Chi dice che i vini naturali non esistono, forse, semplicemente, non hai mai incontrato in vita sua Angiolino Maule. Uno capace di metamorfosi kafkiane. Pazzo scatenato e ignorante (per molti) negli anni Novanta. Oggi, definitivamente, un pioniere.
Un “estremista”, fino a ieri. Poi diventato un “equilibrato del naturale” (parole sue). Eppure Maule non è cambiato mai. Qualche capello bianco in più, certo. Qualche ruga sul volto, dovuta ai troppi vaffanculi sottaciuti da un carattere pacato e meditativo, più che agli anni sul groppone. Roba rara da trovare tra i veneti.
Mentre l’Italia lo prendeva per scemo, Angiolino Maule e la moglie Rosamaria, sul finire degli anni Novanta, cominciavano a raccogliere i primi successi della loro azienda agricola: La Biancara di Montebello Vicentino.
Oggi Maule è presidente di VinNatur, l’Associazione Vini Naturali da lui fondata nel 2006, che dal luglio 2016 ha stilato un vero e proprio disciplinare per i propri associati (scaricabile integralmente qui).
Non sono troll le migliaia di visitatori che ogni anno, tra Genova e Vicenza, affollano gli stand degli oltre 170 produttori di vini naturali (italiani ma non solo, alcuni dei quali mappati da Decanter) che si riconoscono nei principi dell’associazione. E non è un troll neppure Angiolino Maule, che concede a vinialsuper questa intervista in esclusiva.
Che cos’è il vino naturale? E’ il vino prodotto senza utilizzo di prodotti di sintesi, né in vigna né in cantina. E con il minor impatto possibile sull’ecosistema
Quali sono gli strumenti a garanzia del consumatore, circa l’effettiva “naturalità” del vino? Quali strumenti ha messo in campo, in questo senso, VinNatur?
VinNatur da 10 anni effettua analisi a tutti gli associati su residui di pesticidi e solforosa totale all’interno dei vini. I produttori che hanno vini con residui e con livelli di anidride solforosa superiori ai 50 mg/l vengono allontanati dall’associazione in un percorso di due anni al massimo.
Ora abbiamo sviluppato anche un disciplinare interno e ci stiamo attrezzando per farlo rispettare in ogni sua parte, tramite controlli alle aziende associate che saranno eseguiti da enti certificatori esterni. Per quanto riguarda altri vini naturali non sono a conoscenza delle eventuali garanzie.
Quante bottiglie produce all’anno il “vigneto naturale” italiano? Su quanti ettari? Proprio per il fatto che non esiste una normativa è difficile stabilirlo. VinNatur in Italia “produce” nel suo insieme circa 5 milioni di bottiglie suddivise su 150 produttori, che in media posseggono 10 ettari vitati.
In Italia, lei è un precursore dei vini naturali: come ha visto evolversi il mercato, in Italia e all’estero?

────────────────────

§ **CONSEGNA A**:
Disponi come CSV a due colonne, richiesta e risposta, il tratto dell'elenco dalla riga che contiene "point: one pixel per instance, each like <point>7,29</point>." fino a quella che contiene "<point>321,71</point>", entrambe incluse. Metti una riga per ogni richiesta, con testo e risposta ciascuno in un solo campo tra virgolette e gli a capo sostituiti da spazi.
L'estratto e l'elenco non hanno alcun legame tra loro.

§ **DATI FORNITI**:
────────────────────

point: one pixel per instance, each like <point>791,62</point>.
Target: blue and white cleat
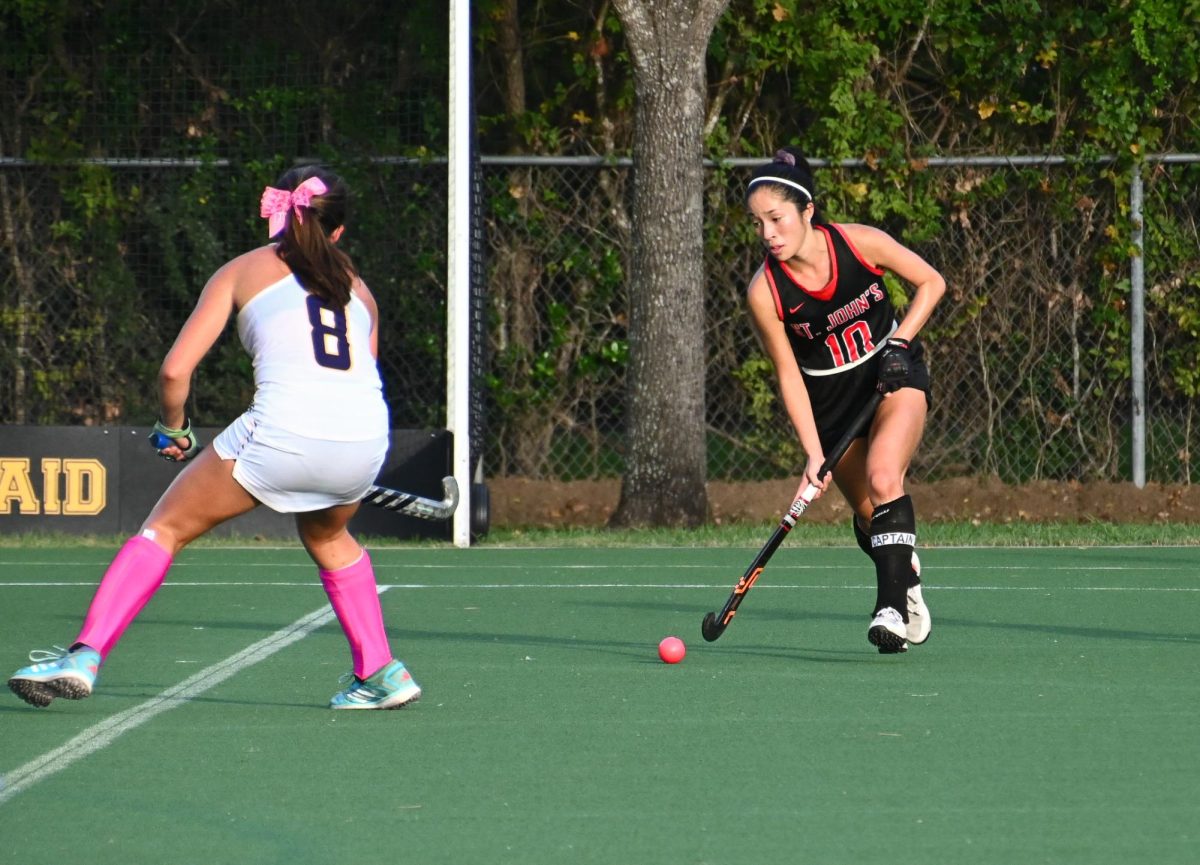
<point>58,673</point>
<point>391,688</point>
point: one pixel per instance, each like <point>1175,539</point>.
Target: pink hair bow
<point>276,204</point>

────────────────────

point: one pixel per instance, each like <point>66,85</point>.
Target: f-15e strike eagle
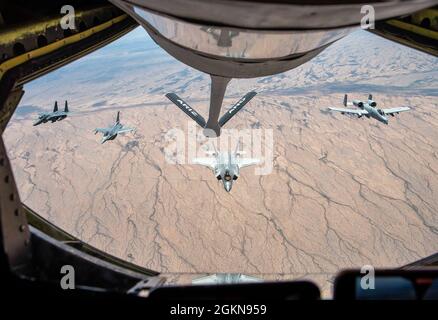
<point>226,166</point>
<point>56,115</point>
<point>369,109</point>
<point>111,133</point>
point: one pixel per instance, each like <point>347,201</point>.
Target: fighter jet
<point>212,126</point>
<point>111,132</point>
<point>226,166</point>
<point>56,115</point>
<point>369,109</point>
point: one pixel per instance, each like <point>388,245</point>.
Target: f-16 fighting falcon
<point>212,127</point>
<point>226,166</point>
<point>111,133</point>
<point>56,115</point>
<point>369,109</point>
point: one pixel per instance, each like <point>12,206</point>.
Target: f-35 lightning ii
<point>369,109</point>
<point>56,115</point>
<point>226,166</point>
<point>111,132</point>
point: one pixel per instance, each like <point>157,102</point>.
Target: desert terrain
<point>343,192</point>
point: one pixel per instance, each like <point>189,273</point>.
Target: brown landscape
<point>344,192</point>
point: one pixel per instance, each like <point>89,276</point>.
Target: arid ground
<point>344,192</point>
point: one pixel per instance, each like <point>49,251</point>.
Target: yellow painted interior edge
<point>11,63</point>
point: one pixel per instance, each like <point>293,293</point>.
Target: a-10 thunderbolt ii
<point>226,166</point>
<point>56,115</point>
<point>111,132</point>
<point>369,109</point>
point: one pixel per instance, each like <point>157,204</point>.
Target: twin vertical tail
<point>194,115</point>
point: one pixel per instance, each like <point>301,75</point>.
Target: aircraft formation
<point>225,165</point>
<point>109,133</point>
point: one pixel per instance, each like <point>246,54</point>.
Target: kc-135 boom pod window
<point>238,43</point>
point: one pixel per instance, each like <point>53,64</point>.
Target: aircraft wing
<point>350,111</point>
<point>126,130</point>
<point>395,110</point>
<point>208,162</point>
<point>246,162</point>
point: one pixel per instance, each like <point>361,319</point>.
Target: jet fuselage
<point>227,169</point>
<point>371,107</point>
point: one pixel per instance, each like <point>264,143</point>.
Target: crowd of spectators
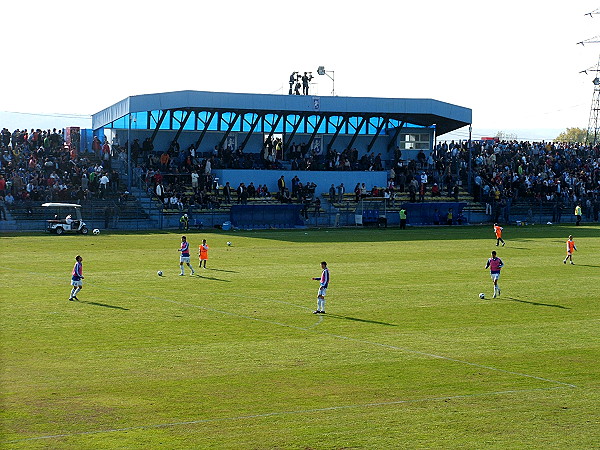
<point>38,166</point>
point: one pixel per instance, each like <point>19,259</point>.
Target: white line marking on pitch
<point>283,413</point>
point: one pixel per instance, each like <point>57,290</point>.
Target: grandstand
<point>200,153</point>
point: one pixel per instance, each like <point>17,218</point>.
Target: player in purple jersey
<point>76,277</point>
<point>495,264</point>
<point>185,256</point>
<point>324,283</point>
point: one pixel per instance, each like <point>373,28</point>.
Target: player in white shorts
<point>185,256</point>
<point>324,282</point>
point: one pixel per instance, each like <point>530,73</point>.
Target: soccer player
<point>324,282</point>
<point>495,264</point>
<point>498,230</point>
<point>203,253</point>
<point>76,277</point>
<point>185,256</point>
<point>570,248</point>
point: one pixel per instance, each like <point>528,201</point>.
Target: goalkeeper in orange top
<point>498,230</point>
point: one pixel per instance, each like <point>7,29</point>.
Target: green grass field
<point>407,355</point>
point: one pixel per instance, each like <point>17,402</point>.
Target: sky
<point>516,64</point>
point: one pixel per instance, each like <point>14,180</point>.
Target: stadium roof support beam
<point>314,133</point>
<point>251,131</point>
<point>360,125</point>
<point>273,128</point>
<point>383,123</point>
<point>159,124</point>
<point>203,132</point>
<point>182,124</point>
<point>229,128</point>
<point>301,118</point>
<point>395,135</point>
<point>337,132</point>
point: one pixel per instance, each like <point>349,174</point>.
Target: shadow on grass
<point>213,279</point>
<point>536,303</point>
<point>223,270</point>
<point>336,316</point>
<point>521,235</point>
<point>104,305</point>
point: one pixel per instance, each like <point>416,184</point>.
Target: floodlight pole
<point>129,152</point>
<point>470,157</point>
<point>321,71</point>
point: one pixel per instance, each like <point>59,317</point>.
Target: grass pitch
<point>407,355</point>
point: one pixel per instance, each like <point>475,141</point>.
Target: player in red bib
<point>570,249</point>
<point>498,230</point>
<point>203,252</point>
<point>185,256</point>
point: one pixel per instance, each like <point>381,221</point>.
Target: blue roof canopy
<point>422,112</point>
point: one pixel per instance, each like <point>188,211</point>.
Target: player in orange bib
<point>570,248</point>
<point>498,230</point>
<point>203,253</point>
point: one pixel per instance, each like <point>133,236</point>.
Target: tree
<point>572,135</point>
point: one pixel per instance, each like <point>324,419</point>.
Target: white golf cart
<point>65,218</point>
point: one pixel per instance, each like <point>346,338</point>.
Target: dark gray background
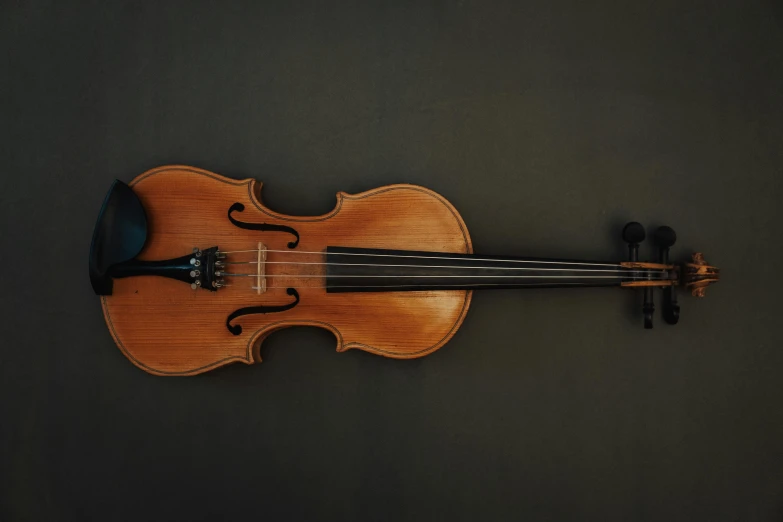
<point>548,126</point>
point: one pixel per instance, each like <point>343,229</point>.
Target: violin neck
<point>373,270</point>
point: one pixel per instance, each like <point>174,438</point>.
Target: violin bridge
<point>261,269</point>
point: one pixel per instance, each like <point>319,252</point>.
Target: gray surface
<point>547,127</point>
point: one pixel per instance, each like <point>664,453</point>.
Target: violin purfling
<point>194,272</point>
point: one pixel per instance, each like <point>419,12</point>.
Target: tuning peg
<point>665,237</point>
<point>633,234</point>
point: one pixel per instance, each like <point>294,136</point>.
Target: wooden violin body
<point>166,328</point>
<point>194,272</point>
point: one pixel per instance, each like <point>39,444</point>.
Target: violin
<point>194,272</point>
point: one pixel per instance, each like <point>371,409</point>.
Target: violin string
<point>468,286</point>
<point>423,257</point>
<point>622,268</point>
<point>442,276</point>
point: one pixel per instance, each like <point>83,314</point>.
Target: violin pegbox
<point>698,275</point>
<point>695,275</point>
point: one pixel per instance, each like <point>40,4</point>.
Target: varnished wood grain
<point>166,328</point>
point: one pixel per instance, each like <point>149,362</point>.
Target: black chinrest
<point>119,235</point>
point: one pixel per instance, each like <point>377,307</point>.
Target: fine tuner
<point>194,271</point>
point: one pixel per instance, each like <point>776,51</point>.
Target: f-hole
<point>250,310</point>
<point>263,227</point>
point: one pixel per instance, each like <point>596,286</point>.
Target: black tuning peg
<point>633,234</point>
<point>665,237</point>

────────────────────

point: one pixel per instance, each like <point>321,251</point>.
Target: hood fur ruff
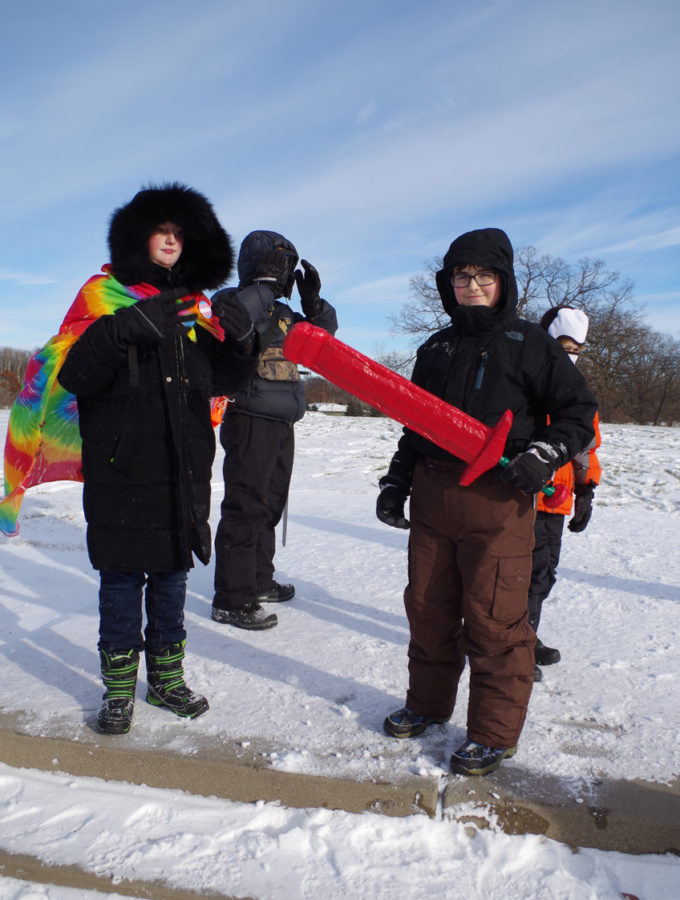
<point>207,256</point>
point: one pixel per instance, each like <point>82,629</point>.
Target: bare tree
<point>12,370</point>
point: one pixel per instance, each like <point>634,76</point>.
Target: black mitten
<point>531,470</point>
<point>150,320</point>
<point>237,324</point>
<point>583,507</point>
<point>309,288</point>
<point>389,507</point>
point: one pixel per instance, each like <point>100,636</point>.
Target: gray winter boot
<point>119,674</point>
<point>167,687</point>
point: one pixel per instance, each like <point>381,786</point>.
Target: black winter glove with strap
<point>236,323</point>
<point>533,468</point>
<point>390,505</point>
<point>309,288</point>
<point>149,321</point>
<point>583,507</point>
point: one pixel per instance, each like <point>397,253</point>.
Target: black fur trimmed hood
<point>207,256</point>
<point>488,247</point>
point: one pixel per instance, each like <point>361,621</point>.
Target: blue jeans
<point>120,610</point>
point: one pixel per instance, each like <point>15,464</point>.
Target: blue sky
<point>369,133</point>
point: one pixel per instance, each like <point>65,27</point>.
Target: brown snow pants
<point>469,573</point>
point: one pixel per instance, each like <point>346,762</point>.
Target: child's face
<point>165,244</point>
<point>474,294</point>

────────────────────

§ **CONSEGNA B**:
Riprendi l'estratto sui vini naturali e proseguilo dal punto in cui si ferma.

§ **RISULTATO FINALE A**:
richiesta,risposta
"point: one pixel per instance, each like <point>7,29</point>. Target: green grass field","<point>407,355</point>"
"point: one pixel per instance, each like <point>17,402</point>. Target: sky","<point>516,64</point>"
"point: one pixel per instance, each like <point>14,180</point>. Target: stadium roof support beam","<point>314,133</point> <point>251,131</point> <point>360,125</point> <point>273,128</point> <point>383,123</point> <point>159,124</point> <point>203,132</point> <point>182,124</point> <point>229,128</point> <point>301,118</point> <point>395,135</point> <point>337,132</point>"
"point: one pixel per instance, each like <point>349,174</point>. Target: shadow on grass","<point>213,279</point> <point>536,303</point> <point>223,270</point> <point>336,316</point> <point>521,235</point> <point>104,305</point>"
"point: one pixel per instance, each like <point>416,184</point>. Target: floodlight pole","<point>129,152</point> <point>470,157</point> <point>321,71</point>"

§ **RISULTATO FINALE B**:
Per quanto riguarda la mia azienda, fino al 2010 lavoravo prevalentemente all’estero, dove tutt’ora ci sono ottime prospettive anche per aziende piccole o sconosciute. Oggi vedo anche in Italia una bella evoluzione.
Si è passati dal parlarne tanto con pochi consumi, al parlarne e fare economia. Vedo sempre più ristoranti di alto livello proporre vini naturali anche non blasonati e questo mi rende felice.
Esistono vini naturali del tutto privi di quelli che, in una degustazione professionale, sarebbero considerati difetti? Direi proprio di si!
In percentuale, quanti vini naturali “difettati” riscontra ogni 10 assaggi? E in passato? Potrei dire 1 su 10, mentre in passato erano sicuramente di più.
Spesso la critica che viene mossa ai produttori di vini naturali è che facciano passare per “pregi” i difetti del vino: cosa risponde? Purtroppo ci sono ancora colleghi che la pensano così e quindi la critica è più che giusta. I difetti nascondono il vero terroir e la vera espressività del vino, non dobbiamo mai dimenticarlo. Io e molti altri che hanno l’umiltà delle proprie azioni abbiamo sempre ammesso i nostri errori.
Per primi ce ne scusiamo e ci impegniamo ad affrontarli e capire come non ripeterli. Quando presento i miei vini sono il primo a dire “buono, però ora che lo assaggio, lo avrei fatto diversamente e forse migliore!”.
I vini naturali attirano sempre più l’interesse del pubblico, ma sembrano destinati a restare comunque un fenomeno di nicchia, per pochi eletti: perché? Pensa che qualcuno sbagli a comunicarli? Qual è, secondo lei, il modo migliore per avvicinare al mondo dei naturali chi non li conosce? Non credo rimarranno fenomeni di nicchia. Già il Bio sta arrivando alle grandi cooperative vinicole più intraprendenti. Il “naturale” si sta allargando lentamente ma ritengo sia meglio così! Dobbiamo presentarci con umiltà, dicendo quello che facciamo, senza denigrare l’altro.
Sottolineare le differenze tra naturali e convenzionali come ha fatto di recente Live Wine è positivo, oppure ostacola il graduale avvicinamento dei due “mondi”? L’idea del confronto tra diversi approcci non è nuova, è un’idea già utilizzata in passato da altri. Ad una prima vista è fuorviante e per questo non mi è mai piaciuta particolarmente.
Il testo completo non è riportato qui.